**Given problem:** Please copy all the rows below word for word, leaving out the pictures.

**Provided material:**
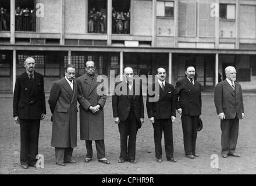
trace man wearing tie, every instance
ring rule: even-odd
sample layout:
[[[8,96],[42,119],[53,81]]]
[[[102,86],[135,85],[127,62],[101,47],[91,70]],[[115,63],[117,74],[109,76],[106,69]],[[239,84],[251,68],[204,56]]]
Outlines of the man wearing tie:
[[[77,85],[74,81],[76,69],[72,65],[65,67],[65,76],[55,82],[51,90],[49,105],[52,114],[51,145],[55,148],[56,164],[64,166],[72,160],[77,145]]]
[[[124,74],[125,80],[116,84],[112,96],[113,115],[115,122],[118,124],[120,138],[121,152],[118,162],[136,163],[136,135],[144,117],[142,87],[133,79],[131,67],[126,67]]]
[[[165,81],[165,69],[157,69],[158,81],[154,83],[151,90],[159,95],[158,100],[151,101],[150,98],[155,95],[149,95],[147,91],[147,110],[150,122],[153,124],[155,152],[157,162],[162,162],[162,135],[163,131],[165,147],[168,161],[176,162],[173,158],[173,143],[172,138],[172,123],[175,121],[175,99],[173,86]]]
[[[35,60],[27,58],[26,71],[17,77],[13,93],[13,117],[20,126],[20,163],[35,166],[38,153],[40,119],[46,115],[43,76],[34,71]]]
[[[201,84],[194,78],[195,70],[193,66],[187,67],[186,77],[178,81],[175,94],[177,112],[182,115],[182,130],[185,154],[187,158],[198,157],[195,153],[197,125],[201,114],[202,99]]]
[[[226,79],[216,85],[214,91],[214,103],[217,114],[221,119],[221,155],[240,157],[236,153],[238,138],[239,119],[244,117],[241,85],[235,82],[236,69],[228,66],[225,69]]]

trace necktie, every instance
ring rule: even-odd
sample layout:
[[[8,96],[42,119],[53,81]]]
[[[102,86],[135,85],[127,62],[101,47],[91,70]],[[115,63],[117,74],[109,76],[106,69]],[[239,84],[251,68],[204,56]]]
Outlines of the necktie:
[[[163,90],[165,88],[165,85],[163,84],[163,83],[162,83],[161,84],[161,88]]]
[[[233,89],[233,91],[234,91],[234,81],[232,81],[232,83],[231,83],[231,86],[232,87],[232,89]]]

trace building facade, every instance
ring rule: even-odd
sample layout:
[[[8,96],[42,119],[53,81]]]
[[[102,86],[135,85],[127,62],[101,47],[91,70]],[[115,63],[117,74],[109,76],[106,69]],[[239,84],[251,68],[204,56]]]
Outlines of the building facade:
[[[244,90],[256,90],[255,0],[1,0],[0,92],[11,92],[28,56],[45,77],[45,90],[64,75],[64,66],[84,73],[138,75],[162,66],[175,84],[185,67],[212,90],[236,67]]]

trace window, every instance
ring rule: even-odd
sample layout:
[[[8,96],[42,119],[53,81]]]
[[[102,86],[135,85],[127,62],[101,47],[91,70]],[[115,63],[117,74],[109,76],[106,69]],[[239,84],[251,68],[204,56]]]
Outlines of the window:
[[[236,5],[219,4],[219,17],[223,19],[236,19]]]
[[[157,2],[157,16],[173,17],[173,1],[158,1]]]

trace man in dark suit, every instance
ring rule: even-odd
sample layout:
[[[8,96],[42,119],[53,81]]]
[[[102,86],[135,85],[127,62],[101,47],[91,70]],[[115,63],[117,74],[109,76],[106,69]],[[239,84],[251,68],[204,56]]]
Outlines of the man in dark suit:
[[[56,164],[61,166],[65,166],[65,163],[76,163],[72,159],[77,133],[78,92],[75,75],[74,66],[66,65],[65,76],[53,84],[48,101],[52,114],[51,145],[55,148]]]
[[[126,67],[124,74],[125,79],[116,84],[112,96],[113,115],[120,137],[121,152],[118,162],[136,163],[136,135],[144,117],[142,87],[133,79],[131,68]]]
[[[106,96],[98,92],[102,83],[101,76],[95,74],[96,66],[93,61],[86,63],[86,73],[77,79],[80,92],[83,96],[80,101],[86,105],[80,108],[80,139],[86,141],[87,153],[85,162],[90,162],[93,158],[93,141],[95,141],[97,158],[99,162],[110,164],[105,158],[104,144],[104,112],[103,108]],[[102,82],[103,83],[103,82]]]
[[[168,161],[176,162],[173,158],[173,143],[172,138],[172,122],[175,121],[175,99],[173,86],[165,81],[166,73],[165,69],[157,69],[158,81],[154,83],[151,90],[155,95],[147,95],[147,110],[150,121],[153,124],[154,140],[157,162],[162,162],[162,135],[163,131],[165,147]],[[151,101],[155,94],[159,95],[158,100]]]
[[[221,155],[224,158],[227,156],[240,157],[235,151],[239,119],[244,117],[242,89],[236,82],[236,71],[234,67],[227,67],[225,72],[226,79],[218,83],[214,91],[214,103],[221,119]]]
[[[187,67],[186,76],[178,81],[175,86],[176,106],[182,115],[182,130],[185,154],[187,158],[198,157],[195,153],[197,125],[201,114],[201,84],[194,80],[195,70]]]
[[[35,65],[33,58],[25,60],[26,72],[17,78],[13,94],[13,117],[20,126],[20,163],[25,169],[37,162],[40,120],[46,115],[44,78],[34,71]]]

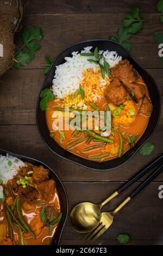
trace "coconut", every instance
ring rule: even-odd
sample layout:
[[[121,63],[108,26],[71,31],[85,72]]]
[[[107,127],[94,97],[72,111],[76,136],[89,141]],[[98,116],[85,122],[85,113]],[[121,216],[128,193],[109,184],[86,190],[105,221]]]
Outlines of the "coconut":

**Written response:**
trace man wearing tie, every instance
ring rule: even-odd
sample layout:
[[[8,96],[42,119],[53,81]]]
[[[102,86],[135,85],[127,62],[101,47],[91,70]],[[115,63],[117,74],[109,76],[106,69]],[[239,84],[251,68],[204,56]]]
Outlines of the man wearing tie:
[[[77,85],[74,81],[76,69],[72,65],[65,67],[65,76],[55,82],[51,90],[49,105],[52,114],[51,145],[55,148],[56,164],[64,166],[72,160],[77,145]]]
[[[124,74],[125,80],[116,84],[112,96],[113,115],[115,122],[118,124],[120,138],[121,152],[118,162],[136,163],[136,135],[144,117],[142,87],[133,79],[131,67],[126,67]]]
[[[165,81],[165,69],[157,69],[158,81],[154,83],[151,90],[159,95],[158,100],[151,101],[150,98],[155,95],[149,95],[147,91],[147,110],[150,122],[153,124],[155,152],[157,162],[162,162],[162,135],[163,131],[165,147],[168,161],[176,162],[173,158],[173,143],[172,138],[172,123],[175,121],[175,99],[173,86]]]
[[[35,60],[27,58],[26,71],[17,77],[13,93],[13,117],[20,126],[20,163],[35,166],[38,153],[40,119],[46,115],[43,76],[34,71]]]
[[[201,84],[194,78],[195,70],[193,66],[187,67],[186,77],[178,81],[175,94],[177,112],[182,115],[182,130],[185,154],[187,158],[198,157],[195,153],[197,125],[201,114],[202,99]]]
[[[226,79],[216,85],[214,91],[214,103],[217,114],[221,119],[221,155],[240,157],[236,153],[238,138],[239,119],[244,117],[241,85],[235,82],[236,69],[228,66],[225,69]]]

trace necktie, every instance
ring rule: even-odd
sample layout:
[[[8,96],[42,119],[53,81]]]
[[[102,86],[135,85],[127,62],[101,47],[91,70]],[[115,63],[117,74],[109,76],[106,69]],[[239,84],[251,68],[204,56]]]
Outlines of the necktie:
[[[163,90],[165,88],[165,85],[163,84],[163,83],[162,83],[161,84],[161,88]]]
[[[233,89],[233,91],[234,91],[234,81],[232,81],[232,83],[231,83],[231,86],[232,87],[232,89]]]

trace building facade, every instance
ring rule: even-odd
sample layout:
[[[8,96],[42,119],[53,81]]]
[[[102,86],[135,85],[127,62],[101,47],[91,70]],[[115,63],[117,74],[109,76],[106,69]],[[239,84],[251,68],[204,56]]]
Outlines of the building facade:
[[[244,90],[256,90],[255,0],[1,0],[0,92],[11,92],[28,56],[45,77],[45,90],[64,75],[64,66],[84,73],[138,75],[162,66],[175,84],[185,67],[212,90],[236,67]]]

trace window, every instance
ring rule: even-odd
sample layout:
[[[8,96],[42,119],[53,81]]]
[[[102,86],[135,85],[127,62],[101,47],[91,70]],[[115,63],[117,74],[109,76],[106,69]],[[239,84],[251,68],[204,56]]]
Outlines of the window:
[[[236,5],[219,4],[219,17],[223,19],[236,19]]]
[[[157,2],[157,16],[173,17],[173,1],[158,1]]]

trace man in dark suit, every instance
ring rule: even-odd
sample layout:
[[[8,96],[42,119],[53,81]]]
[[[102,86],[135,85],[127,62],[101,47],[91,70]],[[115,63],[117,74],[109,76],[106,69]],[[239,84],[251,68],[204,56]]]
Outlines of the man in dark suit:
[[[56,164],[61,166],[65,166],[65,163],[76,163],[72,159],[77,133],[78,92],[75,75],[74,66],[66,65],[65,76],[53,84],[48,101],[52,114],[51,145],[55,148]]]
[[[126,67],[124,74],[125,79],[116,84],[112,96],[113,115],[120,137],[121,152],[118,162],[136,163],[136,135],[144,117],[142,87],[133,79],[131,68]]]
[[[106,96],[98,92],[102,83],[101,76],[95,74],[96,66],[93,61],[86,63],[86,73],[77,79],[80,92],[83,96],[80,101],[86,105],[80,108],[80,139],[86,141],[87,153],[85,162],[90,162],[93,158],[93,141],[95,141],[97,158],[99,162],[110,164],[105,158],[104,144],[104,112],[103,108]],[[102,82],[103,83],[103,82]]]
[[[168,161],[176,162],[173,158],[173,143],[172,138],[172,122],[175,121],[175,99],[173,86],[165,81],[166,73],[165,69],[157,69],[158,81],[154,83],[151,90],[155,95],[147,95],[147,110],[150,121],[153,124],[154,140],[157,162],[162,162],[162,135],[163,131],[165,147]],[[151,101],[155,94],[159,95],[158,100]]]
[[[221,155],[224,158],[227,156],[240,157],[235,151],[239,119],[244,117],[242,89],[236,82],[236,71],[234,67],[227,67],[225,72],[226,79],[218,83],[214,91],[214,103],[221,119]]]
[[[187,67],[186,76],[178,81],[175,86],[176,106],[182,115],[182,130],[185,154],[187,158],[198,157],[195,153],[197,125],[201,114],[201,84],[194,80],[195,70]]]
[[[35,65],[33,58],[25,60],[26,72],[17,78],[13,94],[13,117],[20,126],[20,163],[25,169],[37,162],[40,120],[46,115],[44,78],[34,71]]]

trace "coconut", every instance
ring rule: even-odd
sample layout:
[[[121,63],[108,26],[71,31],[85,72]]]
[[[107,127],[94,97],[72,111],[76,136],[89,141]],[[98,116],[85,122],[85,113]],[[121,216],[128,193],[109,184],[86,190],[105,221]]]
Outlines of the "coconut":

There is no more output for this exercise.